◆ YOUR GOAL
Continue the biographical profile of Professor Nicholas Dunne from its last sentence onward.

(Beginning of TEXT FOR ANALYSIS)

Professor Nicholas Dunne is the Chair of Mechanical and Manufacturing Engineering/Full Professor of Biomaterials Engineering at DCU. He is also the Executive Director of Biodesign Europe and the Director of the Medical Engineering Research Centre Engineering (MedEng) at DCU. Prof Dunne is a Visiting Research Professor of Biomaterials Engineering in the School of Pharmacy at Queen's University Belfast, and an Adjunct Professor of Biomaterials Engineering in the School of Mechanical Engineering at Trinity College Dublin. Prof Dunne is currently the President of the European Society for Biomaterials and sits on the Board of Directors of the International Union of Societies for Biomaterials Science and Engineering.
He received his PhD in Biomaterials Engineering from Queen’s University Belfast in 1996 following his undergraduate degree in Polymer Science and Technology from the Athlone Institute of Technology. He has authored 260+ peer-reviewed journal publications, 20 book chapters and delivered 500+ research presentations at national and international biomaterials and biomechanics conferences. Prof Dunne’s research has been continuously supported by Research Councils, the European Union, and charity funding bodies and he also attracts significant funding from industrial partners. To date, he has secured and managed significant research funding (in excess of €19m as PI and €19m as Co-PI) from NSF, H2020, EPSRC, MRC, Invest NI, Innovate UK, IRC, SFI, The Royal Academy of Engineering and several major multinational medical device companies.

(End of TEXT FOR ANALYSIS)
(Beginning of INFORMATION SHOWN)

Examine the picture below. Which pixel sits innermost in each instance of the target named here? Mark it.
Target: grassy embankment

(End of INFORMATION SHOWN)
(Beginning of INFORMATION SHOWN)

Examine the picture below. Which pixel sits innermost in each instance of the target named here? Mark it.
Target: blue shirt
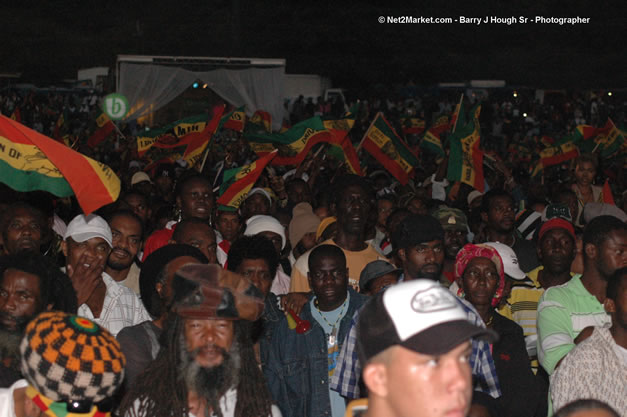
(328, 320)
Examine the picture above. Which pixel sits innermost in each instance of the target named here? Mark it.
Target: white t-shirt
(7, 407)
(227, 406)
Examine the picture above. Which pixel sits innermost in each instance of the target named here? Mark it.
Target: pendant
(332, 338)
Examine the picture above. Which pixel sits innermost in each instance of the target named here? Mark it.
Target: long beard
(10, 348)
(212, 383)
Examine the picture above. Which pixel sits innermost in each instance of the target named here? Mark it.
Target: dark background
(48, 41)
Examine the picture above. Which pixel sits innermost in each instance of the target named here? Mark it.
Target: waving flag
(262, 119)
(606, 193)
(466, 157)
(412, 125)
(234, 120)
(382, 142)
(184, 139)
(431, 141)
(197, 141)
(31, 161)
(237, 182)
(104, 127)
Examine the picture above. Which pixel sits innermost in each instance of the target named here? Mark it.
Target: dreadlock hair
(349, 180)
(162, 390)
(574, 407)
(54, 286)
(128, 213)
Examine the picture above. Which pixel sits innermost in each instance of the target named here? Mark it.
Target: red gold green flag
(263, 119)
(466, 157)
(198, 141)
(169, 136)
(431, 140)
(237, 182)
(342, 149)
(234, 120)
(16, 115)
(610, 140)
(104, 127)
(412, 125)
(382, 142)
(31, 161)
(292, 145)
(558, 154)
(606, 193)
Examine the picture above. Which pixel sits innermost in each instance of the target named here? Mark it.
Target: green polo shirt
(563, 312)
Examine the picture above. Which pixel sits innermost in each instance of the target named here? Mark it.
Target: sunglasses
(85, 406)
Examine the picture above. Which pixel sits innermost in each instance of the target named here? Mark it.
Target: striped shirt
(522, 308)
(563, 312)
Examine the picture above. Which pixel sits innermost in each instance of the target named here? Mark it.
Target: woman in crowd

(End of INFORMATION SHOWN)

◆ ANSWER SECTION
Professor Dunne’s research programme lies at the interface of materials science, computational modeling, process technology (particularly additive manufacturing) and biology. He leads a multidisciplinary group working at the host/biomaterial interface that has played a leading role in the design, manufacture, in vitro & in vivo validation and translation of multi-functional biomaterials and medical devices for musculoskeletal repair/regeneration, wound-healing and cancer regimens. This research has been developed via a strong, interdisciplinary programme complemented with over-arching institutional and industrial collaborations. Internationally he is recognised as an authority on biomaterials and medical device development for orthopaedic applications, having been awarded an Orthopaedic Research Society/British Orthopaedic Research Society Fellowship and the RAEng/Leverhulme Trust Senior Research Fellow Award.